Saved data entries:

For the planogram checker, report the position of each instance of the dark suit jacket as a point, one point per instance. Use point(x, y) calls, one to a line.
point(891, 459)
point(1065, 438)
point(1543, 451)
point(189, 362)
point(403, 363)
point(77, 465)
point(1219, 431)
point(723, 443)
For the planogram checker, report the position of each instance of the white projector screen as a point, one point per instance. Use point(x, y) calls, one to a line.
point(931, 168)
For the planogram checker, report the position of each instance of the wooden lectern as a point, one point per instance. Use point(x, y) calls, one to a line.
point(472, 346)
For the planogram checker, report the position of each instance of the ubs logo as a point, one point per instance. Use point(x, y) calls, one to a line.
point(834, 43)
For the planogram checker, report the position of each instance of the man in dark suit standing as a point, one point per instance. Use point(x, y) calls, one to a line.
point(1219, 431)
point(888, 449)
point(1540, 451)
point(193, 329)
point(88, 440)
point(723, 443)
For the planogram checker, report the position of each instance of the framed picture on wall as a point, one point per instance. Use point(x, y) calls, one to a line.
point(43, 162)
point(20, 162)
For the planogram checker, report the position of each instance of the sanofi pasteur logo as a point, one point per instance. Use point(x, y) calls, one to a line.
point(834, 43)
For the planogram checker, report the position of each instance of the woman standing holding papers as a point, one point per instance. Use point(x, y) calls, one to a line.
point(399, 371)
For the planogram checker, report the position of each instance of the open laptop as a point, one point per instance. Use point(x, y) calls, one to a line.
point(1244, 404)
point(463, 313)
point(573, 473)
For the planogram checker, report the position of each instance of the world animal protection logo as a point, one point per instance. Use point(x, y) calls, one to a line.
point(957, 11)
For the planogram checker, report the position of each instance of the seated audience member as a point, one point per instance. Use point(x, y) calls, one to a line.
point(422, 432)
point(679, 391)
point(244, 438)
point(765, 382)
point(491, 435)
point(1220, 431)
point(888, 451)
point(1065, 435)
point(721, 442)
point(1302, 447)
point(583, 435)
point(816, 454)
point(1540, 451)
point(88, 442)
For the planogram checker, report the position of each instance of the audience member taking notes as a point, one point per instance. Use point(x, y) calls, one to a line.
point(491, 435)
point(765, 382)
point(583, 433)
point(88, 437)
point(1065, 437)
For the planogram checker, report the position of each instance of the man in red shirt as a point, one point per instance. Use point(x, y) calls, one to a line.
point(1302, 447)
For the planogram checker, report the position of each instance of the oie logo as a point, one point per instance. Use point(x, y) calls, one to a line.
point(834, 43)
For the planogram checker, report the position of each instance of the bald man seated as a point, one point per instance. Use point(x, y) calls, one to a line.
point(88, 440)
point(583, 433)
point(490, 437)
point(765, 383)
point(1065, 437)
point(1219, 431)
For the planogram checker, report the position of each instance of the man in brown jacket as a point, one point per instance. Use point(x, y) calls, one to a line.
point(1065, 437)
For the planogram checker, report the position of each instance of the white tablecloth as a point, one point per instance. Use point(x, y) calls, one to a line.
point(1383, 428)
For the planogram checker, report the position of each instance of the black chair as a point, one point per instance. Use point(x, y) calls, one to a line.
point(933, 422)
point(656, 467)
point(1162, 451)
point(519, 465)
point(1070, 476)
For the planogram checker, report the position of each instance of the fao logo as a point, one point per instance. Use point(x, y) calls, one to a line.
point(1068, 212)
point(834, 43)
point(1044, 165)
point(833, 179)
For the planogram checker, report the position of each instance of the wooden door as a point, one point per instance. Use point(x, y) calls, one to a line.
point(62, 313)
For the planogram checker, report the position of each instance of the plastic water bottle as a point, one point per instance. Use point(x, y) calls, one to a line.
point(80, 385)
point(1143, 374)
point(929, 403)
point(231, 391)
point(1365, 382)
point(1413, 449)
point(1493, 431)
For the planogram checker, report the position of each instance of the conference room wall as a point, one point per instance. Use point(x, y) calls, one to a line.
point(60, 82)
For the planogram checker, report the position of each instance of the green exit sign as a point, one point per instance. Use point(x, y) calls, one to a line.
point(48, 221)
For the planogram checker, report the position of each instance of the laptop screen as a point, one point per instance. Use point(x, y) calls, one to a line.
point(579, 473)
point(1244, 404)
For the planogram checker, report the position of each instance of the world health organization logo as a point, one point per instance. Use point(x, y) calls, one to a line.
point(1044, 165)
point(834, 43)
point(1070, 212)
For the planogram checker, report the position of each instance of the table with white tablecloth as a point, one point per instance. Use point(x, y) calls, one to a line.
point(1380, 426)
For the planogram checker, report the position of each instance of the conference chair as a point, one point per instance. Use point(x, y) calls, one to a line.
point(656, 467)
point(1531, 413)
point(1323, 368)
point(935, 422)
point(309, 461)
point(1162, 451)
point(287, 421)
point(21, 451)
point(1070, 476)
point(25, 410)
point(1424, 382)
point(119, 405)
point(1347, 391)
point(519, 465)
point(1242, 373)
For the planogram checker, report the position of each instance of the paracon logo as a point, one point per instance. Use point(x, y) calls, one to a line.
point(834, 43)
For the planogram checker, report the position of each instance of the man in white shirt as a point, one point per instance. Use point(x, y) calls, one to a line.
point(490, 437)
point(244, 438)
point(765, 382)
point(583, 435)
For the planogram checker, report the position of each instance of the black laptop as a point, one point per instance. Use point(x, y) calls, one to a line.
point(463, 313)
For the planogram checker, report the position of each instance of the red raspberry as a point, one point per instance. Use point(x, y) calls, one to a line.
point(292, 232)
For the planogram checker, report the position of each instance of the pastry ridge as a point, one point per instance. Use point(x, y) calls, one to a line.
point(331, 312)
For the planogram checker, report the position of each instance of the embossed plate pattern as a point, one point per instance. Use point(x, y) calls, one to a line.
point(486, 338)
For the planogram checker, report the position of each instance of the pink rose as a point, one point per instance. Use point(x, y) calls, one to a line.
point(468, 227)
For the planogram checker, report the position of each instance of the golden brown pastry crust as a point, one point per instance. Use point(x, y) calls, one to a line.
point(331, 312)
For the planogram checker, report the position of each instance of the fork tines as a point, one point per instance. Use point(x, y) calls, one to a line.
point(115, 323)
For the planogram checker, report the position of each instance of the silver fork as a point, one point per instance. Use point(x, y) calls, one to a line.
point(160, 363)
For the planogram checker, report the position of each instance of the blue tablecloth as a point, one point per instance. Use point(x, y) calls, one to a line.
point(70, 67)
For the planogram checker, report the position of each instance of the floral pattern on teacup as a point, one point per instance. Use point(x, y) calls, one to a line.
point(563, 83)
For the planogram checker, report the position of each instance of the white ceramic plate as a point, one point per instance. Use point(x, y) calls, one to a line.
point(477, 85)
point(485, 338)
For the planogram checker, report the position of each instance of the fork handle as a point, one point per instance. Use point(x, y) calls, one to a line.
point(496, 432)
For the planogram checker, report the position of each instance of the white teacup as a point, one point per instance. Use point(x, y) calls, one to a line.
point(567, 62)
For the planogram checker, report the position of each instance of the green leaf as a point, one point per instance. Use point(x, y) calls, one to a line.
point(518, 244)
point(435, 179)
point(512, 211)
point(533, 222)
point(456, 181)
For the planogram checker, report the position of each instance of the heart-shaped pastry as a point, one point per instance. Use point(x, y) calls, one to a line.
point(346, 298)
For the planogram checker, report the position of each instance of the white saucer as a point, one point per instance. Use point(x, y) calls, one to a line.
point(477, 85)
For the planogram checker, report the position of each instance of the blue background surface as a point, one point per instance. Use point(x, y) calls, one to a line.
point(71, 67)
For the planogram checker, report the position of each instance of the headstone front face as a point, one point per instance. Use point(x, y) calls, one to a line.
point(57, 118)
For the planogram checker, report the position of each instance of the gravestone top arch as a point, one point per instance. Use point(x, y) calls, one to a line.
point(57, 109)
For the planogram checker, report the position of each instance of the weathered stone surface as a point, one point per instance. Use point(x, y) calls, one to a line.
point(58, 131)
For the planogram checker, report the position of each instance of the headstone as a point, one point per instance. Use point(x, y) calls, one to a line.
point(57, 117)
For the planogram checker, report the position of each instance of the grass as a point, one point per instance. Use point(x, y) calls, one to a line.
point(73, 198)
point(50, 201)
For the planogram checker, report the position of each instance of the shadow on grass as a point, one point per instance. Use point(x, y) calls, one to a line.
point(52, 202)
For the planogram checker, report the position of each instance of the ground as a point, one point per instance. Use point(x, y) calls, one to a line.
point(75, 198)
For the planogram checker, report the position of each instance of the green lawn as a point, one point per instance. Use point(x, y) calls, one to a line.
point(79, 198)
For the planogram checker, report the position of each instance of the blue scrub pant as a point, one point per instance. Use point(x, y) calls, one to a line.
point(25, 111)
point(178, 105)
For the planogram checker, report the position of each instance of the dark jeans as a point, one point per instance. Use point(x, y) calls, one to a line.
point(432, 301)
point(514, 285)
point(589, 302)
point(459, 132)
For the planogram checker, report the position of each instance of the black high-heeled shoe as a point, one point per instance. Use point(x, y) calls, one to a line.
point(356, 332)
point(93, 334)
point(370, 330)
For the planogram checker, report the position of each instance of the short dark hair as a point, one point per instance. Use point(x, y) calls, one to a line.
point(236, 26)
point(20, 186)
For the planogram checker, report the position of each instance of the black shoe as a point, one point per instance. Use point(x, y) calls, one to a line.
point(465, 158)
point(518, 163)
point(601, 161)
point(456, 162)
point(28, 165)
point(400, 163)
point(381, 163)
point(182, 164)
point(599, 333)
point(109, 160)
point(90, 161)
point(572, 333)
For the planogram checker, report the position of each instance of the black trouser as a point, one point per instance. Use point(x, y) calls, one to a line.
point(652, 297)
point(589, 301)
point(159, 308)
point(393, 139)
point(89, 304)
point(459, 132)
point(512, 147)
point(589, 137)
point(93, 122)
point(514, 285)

EXERCISE: Can you rewrite the items starting at the line that has "of the pastry" and stopping after the line that has "point(456, 181)", with "blue tablecloth" changed to "navy tablecloth" and nothing else altered?

EXERCISE OUTPUT:
For the planogram checker, report the position of each instance of the pastry ridge as a point, one point per instance. Use point(x, y) calls, one to a line.
point(331, 312)
For the planogram checker, report the position of each instance of the embossed plate pattern as a point, one point per instance. Use point(x, y) calls, one to a line.
point(486, 338)
For the planogram checker, report the position of each instance of the pink rose as a point, one point per instance. Use point(x, y) calls, one to a line.
point(468, 227)
For the planogram checker, report the position of each instance of the golden brown pastry crust as a point, one point per instance. Use point(x, y) calls, one to a line.
point(331, 312)
For the planogram checker, report the position of each instance of the fork tines as a point, one point per instance. Use point(x, y) calls, one to a line.
point(115, 323)
For the planogram checker, report the position of each instance of the silver fork as a point, one point per instance. Use point(x, y) calls, one to a line.
point(160, 363)
For the planogram checker, report the position of each instance of the navy tablecloth as a point, one point per instance. Use point(x, y) calls, one to a line.
point(70, 67)
For the planogram checker, report the position of each instance of the floral pattern on teacup as a point, one point per instance. Use point(x, y) calls, one to a line.
point(563, 83)
For the planogram checker, report the position of each instance of the white ceramic plate as a point, one point per instance. Use point(x, y) calls, one to a line.
point(477, 85)
point(485, 338)
For the planogram checker, report the position of each instance of the fork handle as a point, one point per instance. Use point(x, y) calls, one to a line.
point(496, 432)
For the planogram checker, report the position of each instance of the white teacup as a point, one point per instance. Use point(x, y) calls, one to a line.
point(567, 62)
For the planogram checker, report the position of each instance of the green leaf as a point, one point per instance. Use point(x, y) calls, one to a line.
point(518, 244)
point(435, 179)
point(512, 211)
point(533, 222)
point(456, 181)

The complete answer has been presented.